• _Input data_
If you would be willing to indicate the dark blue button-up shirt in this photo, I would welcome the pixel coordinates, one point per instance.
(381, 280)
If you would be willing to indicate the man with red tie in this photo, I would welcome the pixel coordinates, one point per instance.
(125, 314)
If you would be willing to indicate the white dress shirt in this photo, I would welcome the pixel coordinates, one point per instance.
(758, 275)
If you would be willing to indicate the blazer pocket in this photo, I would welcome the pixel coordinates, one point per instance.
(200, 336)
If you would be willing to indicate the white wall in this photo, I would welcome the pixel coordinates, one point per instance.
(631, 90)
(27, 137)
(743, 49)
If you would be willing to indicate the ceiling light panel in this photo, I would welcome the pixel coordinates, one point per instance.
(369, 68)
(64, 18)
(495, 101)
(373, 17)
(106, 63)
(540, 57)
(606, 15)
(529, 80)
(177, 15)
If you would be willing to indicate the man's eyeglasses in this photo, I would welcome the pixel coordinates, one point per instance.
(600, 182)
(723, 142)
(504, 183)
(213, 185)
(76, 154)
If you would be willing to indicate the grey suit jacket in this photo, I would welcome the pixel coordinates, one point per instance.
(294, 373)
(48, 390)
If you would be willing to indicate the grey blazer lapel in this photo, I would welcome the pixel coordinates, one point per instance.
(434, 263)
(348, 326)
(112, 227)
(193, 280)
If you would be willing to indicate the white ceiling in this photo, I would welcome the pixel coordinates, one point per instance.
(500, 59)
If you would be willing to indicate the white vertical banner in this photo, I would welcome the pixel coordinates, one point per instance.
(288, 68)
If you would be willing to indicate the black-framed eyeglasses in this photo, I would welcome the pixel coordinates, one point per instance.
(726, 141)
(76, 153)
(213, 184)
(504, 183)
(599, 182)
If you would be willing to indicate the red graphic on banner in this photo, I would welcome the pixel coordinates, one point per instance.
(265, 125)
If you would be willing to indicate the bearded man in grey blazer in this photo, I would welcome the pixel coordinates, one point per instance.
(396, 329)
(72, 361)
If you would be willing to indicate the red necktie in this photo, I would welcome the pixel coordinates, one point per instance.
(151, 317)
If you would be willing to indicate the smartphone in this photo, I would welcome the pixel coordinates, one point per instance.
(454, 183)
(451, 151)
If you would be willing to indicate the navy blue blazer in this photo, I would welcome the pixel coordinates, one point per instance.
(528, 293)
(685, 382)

• _Task objective_
Nothing but the lines from the one that contains "If you would be willing to indicate the red necktie" to the end of the listing should be given again, each exactly as it appears.

• _Response below_
If you would be willing to indicate the red necktie in this photo, I would welcome the pixel coordinates, one point per instance.
(151, 317)
If you would be willing to indicate the smartphone in this photo, I would welcome the pixel coordinates, one point per instance.
(454, 183)
(451, 151)
If you would be willing to indicate the navy blue blazer in this photo, I would welcome the pixel coordinates, one point per instance.
(528, 293)
(685, 382)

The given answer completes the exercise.